- _TEXTO DEL EJERCICIO_:
____________

Un axioma que
cualquiera puede asumir es que quien depende de la generosidad ajena para
satisfacer sus necesidades elementales no está en condiciones de exigir nada, y
hoy mismo Grecia depende de la línea de liquidez del BCE para poder sostener el
corralito. Tan pronto la UE colme su paciencia y la cierre, los cajeros
automáticos helenos dejarán de proporcionar su magro suministro a los
ciudadanos en cuestión de días, no más de dos o tres, y en menos de un mes
escasearán los productos básicos y las medicinas, igual que si el país acabase
de emerger de un cataclismo o una guerra. Así de crítica es la situación del
país.
Es por tanto comprensible
que los socios de la unión, y no solo los más tronantes, sino muchos modestos,
que han realizado grandes esfuerzos para mantener sus cuentas en orden, como
Lituania o la propia España, estén molestos con la díscola actitud del
ejecutivo griego.
Aparte de
todo lo citado, el resultado de una votación en un país de once millones de
habitantes tiene escaso peso en las decisiones de los representantes soberanos
de quinientos. El referéndum griego, aparte de una pérdida de tiempo y un completo
despropósito, se antoja parte de las
alharacas ceremoniales previas a la autoinmolación, que es lo que parece
que va a perpetrar el país heleno.
La reunión de
ayer demostró que la paciencia del resto de miembros de la Unión está tocando a su fin, y Grecia tendrá dos opciones: plegarse a las exigencias de sus socios o saltar al abismo, y cada vez queda menos tiempo para bravuconadas tabernarias.

____________

[Datos de localización en fotos anotadas]
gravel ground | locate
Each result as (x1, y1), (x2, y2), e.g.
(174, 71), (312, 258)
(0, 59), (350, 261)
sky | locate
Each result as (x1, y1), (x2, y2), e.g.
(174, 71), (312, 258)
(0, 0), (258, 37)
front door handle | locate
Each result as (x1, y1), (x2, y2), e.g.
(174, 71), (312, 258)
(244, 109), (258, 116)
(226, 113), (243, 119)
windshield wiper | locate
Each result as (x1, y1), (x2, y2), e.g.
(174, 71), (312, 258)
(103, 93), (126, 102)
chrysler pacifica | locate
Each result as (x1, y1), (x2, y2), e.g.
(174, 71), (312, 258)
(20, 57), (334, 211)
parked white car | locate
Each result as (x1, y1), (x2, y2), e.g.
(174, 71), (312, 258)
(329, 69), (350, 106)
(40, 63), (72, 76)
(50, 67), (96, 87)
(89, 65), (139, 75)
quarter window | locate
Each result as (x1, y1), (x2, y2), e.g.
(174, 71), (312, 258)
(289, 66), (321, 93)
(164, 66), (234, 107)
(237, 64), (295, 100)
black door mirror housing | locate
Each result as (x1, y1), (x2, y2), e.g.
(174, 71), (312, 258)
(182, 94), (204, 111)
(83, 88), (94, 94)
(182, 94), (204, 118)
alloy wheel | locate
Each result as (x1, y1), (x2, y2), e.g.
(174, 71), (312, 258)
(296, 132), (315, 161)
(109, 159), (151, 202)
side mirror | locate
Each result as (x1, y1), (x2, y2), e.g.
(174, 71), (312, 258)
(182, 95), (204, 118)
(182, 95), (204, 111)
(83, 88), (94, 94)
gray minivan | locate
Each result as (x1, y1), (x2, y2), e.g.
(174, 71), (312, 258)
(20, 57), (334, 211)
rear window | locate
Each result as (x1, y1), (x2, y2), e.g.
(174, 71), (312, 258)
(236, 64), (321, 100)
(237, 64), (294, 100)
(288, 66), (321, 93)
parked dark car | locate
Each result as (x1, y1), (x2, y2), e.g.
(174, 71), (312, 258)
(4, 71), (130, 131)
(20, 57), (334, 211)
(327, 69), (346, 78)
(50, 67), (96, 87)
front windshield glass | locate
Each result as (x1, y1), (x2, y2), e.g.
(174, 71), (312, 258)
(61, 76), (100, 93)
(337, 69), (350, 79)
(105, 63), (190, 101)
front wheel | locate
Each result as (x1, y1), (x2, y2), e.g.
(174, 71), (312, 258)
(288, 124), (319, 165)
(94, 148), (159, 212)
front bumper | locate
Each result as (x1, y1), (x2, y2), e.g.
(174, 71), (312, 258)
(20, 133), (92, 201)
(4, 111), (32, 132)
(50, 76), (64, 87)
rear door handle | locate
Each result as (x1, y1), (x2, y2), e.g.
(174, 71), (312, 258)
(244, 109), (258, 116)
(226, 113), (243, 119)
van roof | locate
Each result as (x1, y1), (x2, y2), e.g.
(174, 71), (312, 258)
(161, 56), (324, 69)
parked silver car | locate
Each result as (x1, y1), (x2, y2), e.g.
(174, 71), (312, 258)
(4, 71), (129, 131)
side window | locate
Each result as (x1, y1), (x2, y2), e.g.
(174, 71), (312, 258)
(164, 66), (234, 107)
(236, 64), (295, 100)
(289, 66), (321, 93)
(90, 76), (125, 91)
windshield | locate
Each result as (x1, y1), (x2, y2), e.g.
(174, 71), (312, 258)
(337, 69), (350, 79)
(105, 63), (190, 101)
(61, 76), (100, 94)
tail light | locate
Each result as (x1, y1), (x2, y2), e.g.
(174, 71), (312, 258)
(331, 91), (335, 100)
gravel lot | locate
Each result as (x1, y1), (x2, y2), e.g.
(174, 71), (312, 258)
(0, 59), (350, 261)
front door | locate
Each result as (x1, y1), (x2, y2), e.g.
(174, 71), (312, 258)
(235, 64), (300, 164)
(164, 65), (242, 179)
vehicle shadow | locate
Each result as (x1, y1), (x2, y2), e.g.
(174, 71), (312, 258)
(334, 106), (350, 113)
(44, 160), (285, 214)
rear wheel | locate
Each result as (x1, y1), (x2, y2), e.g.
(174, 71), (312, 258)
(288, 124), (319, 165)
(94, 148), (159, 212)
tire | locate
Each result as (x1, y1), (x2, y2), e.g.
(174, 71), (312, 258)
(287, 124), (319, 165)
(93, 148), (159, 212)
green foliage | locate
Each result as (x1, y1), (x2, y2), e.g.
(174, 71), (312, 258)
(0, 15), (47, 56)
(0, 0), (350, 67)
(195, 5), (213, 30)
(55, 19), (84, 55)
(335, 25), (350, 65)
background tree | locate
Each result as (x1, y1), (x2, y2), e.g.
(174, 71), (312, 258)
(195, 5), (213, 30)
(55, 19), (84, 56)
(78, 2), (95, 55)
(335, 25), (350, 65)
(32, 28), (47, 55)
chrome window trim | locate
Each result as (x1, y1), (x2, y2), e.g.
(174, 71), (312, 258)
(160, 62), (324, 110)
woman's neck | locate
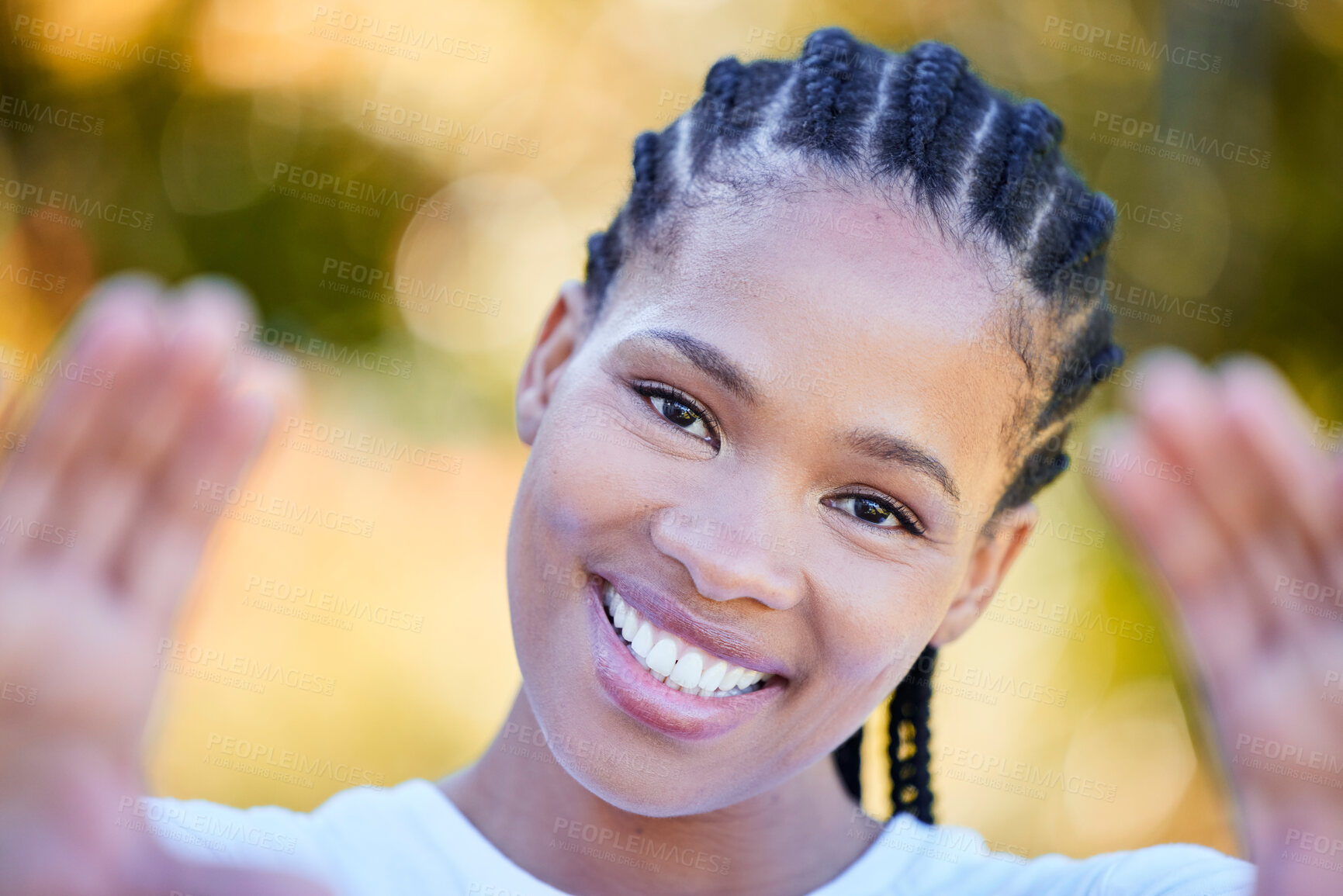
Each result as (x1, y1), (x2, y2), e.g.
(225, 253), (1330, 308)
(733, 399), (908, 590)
(439, 690), (871, 896)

____________

- _TU TAREA_:
Copia al pie de la letra, del texto sobre la crisis griega, el trozo que empieza con las palabras que contienen "Es por tanto" y termina con "ejecutivo griego.".

- _RESULTADO DEL EJERCICIO_:
Es por tanto comprensible
que los socios de la unión, y no solo los más tronantes, sino muchos modestos,
que han realizado grandes esfuerzos para mantener sus cuentas en orden, como
Lituania o la propia España, estén molestos con la díscola actitud del
ejecutivo griego.